**To do**: Pick out each line in the records below that contains the word "chimney", and copy those lines.

**Data lines**:
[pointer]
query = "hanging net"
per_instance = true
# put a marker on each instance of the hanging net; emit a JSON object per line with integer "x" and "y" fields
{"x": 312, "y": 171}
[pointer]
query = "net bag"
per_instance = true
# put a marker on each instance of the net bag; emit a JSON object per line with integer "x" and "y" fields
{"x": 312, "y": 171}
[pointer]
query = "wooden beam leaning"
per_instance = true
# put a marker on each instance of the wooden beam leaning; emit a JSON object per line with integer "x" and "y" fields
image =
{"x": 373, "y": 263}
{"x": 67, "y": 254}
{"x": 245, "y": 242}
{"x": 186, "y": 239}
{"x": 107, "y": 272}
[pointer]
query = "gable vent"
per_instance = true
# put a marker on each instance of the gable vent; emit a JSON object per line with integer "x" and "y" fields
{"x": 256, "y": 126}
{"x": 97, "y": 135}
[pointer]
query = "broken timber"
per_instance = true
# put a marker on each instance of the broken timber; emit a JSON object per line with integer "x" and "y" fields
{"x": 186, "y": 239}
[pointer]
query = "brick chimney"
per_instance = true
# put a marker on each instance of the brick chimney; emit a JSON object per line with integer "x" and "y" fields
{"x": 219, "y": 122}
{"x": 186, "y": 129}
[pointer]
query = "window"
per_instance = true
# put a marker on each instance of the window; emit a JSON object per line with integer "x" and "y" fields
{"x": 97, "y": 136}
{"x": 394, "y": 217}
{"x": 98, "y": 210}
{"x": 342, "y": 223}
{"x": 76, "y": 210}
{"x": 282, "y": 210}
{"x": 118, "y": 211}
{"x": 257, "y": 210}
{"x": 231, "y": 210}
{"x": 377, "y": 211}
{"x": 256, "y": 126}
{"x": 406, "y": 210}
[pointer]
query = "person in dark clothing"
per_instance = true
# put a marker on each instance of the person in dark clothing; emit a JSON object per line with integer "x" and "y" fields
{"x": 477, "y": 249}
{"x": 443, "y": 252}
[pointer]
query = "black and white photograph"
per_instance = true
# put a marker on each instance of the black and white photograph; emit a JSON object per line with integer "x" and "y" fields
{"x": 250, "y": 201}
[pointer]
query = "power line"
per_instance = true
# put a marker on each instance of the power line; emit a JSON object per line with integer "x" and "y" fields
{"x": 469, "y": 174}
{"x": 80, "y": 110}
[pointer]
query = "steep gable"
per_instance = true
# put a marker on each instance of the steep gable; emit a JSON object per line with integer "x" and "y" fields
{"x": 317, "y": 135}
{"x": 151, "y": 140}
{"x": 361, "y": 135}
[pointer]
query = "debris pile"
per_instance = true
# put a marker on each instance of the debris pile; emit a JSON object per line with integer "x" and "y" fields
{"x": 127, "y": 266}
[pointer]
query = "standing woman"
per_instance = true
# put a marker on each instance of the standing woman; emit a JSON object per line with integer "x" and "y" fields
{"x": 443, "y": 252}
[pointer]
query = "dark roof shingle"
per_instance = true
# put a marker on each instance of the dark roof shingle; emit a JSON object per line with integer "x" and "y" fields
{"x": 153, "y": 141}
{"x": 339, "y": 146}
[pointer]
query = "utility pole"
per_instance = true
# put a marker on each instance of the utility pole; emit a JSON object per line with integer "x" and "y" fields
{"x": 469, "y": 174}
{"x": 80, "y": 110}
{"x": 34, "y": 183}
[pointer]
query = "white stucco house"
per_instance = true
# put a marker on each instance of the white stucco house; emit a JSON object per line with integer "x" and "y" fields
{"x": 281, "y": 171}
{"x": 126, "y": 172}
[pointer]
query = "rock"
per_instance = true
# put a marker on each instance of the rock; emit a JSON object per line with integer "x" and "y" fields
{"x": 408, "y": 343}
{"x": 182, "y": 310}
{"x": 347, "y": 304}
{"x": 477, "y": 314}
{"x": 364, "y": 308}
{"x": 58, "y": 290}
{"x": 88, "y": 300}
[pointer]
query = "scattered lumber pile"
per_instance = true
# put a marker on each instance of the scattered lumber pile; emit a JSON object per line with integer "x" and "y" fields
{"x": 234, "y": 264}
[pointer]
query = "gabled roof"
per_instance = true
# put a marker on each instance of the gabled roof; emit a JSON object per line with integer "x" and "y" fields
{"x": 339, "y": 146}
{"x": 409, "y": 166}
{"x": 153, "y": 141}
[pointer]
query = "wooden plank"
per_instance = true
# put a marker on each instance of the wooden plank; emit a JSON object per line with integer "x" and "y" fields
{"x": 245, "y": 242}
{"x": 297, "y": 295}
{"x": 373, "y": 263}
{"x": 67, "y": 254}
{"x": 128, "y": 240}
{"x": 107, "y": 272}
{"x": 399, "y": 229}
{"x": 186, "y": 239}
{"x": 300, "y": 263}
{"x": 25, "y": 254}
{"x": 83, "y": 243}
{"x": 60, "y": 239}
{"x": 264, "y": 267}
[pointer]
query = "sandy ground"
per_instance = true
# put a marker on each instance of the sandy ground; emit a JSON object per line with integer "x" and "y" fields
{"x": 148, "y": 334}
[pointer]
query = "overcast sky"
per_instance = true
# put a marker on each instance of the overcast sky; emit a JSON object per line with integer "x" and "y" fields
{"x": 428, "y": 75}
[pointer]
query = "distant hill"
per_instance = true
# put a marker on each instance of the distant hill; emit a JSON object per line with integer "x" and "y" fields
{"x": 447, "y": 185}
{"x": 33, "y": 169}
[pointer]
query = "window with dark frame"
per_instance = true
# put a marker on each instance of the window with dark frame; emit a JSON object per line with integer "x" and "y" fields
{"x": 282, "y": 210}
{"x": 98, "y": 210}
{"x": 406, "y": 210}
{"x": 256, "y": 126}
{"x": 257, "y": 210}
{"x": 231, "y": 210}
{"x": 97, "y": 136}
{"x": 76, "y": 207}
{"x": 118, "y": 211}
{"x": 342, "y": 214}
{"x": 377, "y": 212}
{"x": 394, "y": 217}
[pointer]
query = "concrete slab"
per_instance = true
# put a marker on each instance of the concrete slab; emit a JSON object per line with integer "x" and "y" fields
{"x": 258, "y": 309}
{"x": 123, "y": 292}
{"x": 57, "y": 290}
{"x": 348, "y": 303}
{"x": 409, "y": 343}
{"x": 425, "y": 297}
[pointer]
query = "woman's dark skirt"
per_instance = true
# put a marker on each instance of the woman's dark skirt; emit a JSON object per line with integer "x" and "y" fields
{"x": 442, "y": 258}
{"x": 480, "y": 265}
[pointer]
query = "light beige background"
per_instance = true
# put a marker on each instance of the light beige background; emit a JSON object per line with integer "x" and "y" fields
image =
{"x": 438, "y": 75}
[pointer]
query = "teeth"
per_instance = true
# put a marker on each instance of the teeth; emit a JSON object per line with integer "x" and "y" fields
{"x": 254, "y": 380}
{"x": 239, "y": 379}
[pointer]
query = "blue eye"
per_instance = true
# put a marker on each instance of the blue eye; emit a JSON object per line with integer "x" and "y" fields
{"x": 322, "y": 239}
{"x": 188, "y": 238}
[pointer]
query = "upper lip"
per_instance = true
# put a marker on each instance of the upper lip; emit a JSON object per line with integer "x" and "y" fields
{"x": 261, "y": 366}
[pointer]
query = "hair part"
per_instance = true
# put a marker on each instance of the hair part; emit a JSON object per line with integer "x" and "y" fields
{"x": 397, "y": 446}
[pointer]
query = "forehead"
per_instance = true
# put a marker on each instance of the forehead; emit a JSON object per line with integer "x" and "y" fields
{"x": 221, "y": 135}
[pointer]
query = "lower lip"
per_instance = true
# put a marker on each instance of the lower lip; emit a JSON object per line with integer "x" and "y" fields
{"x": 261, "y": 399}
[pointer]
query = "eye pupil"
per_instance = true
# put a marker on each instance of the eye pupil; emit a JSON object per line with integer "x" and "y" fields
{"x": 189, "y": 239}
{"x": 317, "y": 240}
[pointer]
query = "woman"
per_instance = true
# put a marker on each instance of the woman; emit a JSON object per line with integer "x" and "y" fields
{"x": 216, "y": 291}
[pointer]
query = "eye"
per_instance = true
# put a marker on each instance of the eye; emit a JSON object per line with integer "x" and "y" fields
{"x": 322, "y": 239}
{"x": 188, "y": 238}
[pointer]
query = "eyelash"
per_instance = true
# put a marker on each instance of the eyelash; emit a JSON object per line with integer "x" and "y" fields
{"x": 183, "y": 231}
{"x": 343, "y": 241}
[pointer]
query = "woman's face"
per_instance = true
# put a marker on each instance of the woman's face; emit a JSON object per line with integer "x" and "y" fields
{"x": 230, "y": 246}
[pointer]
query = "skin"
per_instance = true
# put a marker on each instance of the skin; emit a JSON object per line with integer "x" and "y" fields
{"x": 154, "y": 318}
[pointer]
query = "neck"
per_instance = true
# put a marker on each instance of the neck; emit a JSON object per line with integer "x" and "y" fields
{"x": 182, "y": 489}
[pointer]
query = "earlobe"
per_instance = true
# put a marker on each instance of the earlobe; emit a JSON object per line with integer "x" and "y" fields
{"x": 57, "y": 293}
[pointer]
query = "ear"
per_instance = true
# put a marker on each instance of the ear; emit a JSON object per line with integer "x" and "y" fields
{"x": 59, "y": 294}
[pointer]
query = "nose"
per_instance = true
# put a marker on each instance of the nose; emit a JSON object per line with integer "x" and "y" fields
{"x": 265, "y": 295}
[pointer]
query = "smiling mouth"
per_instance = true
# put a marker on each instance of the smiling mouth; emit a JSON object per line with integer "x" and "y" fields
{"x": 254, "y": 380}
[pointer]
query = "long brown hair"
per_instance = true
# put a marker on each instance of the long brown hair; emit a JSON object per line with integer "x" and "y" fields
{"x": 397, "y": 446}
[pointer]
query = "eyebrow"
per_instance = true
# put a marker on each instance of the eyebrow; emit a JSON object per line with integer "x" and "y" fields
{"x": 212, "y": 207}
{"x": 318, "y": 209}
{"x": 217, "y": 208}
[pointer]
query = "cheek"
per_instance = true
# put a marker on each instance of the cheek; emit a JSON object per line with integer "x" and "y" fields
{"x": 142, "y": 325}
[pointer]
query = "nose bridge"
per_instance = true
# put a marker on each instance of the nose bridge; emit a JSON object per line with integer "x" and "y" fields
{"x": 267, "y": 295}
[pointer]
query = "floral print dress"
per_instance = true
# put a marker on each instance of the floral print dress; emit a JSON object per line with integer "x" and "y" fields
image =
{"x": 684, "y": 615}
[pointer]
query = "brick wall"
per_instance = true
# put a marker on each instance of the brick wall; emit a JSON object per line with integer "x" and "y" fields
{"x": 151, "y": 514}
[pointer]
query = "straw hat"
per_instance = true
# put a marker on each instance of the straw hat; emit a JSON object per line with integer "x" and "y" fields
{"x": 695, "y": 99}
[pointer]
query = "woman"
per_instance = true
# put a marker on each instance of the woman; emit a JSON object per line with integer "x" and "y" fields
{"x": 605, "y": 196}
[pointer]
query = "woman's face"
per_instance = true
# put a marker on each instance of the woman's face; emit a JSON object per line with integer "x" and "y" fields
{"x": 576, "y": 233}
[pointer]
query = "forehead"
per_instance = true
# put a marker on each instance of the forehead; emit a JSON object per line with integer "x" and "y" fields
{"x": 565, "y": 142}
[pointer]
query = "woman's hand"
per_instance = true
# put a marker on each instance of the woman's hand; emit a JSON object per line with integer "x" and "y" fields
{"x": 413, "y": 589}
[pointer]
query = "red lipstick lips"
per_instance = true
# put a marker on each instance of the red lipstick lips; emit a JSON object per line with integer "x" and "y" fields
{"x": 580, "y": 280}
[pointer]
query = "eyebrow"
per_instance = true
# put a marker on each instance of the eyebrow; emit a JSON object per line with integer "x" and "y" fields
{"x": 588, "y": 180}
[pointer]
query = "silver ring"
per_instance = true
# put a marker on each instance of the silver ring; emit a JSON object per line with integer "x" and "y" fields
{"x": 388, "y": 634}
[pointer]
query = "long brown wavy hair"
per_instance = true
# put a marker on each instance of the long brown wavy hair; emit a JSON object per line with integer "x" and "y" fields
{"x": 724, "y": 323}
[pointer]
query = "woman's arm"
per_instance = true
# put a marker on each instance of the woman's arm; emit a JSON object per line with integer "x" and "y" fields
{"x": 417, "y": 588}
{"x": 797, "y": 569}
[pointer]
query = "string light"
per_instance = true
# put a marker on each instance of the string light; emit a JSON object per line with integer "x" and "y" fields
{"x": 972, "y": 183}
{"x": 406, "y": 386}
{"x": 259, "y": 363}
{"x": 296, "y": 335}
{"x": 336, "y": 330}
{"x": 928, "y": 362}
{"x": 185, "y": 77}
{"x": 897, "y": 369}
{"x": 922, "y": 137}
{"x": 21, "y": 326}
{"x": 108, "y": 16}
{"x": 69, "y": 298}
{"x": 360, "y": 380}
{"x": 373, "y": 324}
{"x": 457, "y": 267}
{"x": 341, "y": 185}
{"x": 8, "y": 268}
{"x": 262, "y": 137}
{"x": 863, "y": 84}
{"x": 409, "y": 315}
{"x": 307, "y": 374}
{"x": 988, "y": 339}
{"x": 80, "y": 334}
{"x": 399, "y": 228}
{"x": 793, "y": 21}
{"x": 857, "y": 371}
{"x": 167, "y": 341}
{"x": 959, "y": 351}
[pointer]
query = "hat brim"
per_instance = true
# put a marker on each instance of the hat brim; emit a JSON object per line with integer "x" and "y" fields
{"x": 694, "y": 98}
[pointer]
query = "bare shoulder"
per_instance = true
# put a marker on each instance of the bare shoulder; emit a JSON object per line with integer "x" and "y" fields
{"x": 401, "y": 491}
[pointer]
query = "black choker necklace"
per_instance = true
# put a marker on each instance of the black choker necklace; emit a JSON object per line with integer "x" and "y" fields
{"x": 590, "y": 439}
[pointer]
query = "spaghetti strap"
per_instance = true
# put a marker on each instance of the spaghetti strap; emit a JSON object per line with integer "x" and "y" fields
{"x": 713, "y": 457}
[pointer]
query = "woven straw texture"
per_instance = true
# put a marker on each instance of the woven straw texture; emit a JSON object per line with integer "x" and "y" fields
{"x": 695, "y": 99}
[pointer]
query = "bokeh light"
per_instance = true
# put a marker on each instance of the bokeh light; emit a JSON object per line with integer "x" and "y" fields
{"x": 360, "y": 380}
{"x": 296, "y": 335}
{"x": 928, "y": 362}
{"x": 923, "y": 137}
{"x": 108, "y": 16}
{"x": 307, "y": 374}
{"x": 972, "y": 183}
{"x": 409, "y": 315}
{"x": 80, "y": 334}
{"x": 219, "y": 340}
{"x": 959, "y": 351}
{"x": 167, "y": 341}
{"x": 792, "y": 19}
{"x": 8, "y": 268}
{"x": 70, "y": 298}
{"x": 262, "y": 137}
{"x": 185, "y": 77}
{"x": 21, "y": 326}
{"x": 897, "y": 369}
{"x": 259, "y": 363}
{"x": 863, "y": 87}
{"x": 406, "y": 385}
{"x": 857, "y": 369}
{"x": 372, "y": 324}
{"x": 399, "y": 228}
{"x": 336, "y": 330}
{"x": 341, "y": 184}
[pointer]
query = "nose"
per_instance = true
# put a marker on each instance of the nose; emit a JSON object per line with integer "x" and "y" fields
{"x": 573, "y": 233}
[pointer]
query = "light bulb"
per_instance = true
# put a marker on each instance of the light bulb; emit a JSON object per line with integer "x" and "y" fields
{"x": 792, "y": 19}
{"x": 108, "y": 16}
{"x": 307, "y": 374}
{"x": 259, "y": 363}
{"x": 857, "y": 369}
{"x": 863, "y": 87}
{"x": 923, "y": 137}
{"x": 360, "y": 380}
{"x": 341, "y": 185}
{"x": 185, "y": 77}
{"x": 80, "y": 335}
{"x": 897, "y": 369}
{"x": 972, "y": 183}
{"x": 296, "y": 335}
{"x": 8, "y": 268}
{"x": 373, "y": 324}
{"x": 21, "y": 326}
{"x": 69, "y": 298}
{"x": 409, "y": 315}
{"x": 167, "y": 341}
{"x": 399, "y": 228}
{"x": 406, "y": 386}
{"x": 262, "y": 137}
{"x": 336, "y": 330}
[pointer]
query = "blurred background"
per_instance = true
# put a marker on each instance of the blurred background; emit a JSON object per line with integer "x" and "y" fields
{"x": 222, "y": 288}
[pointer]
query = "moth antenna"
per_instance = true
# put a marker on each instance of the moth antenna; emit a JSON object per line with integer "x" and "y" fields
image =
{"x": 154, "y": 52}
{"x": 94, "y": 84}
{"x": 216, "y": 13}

**Completed exercise**:
query = "brick chimney"
# put a marker on each instance of the brick chimney; emit a JSON object per line with integer "x" and "y" fields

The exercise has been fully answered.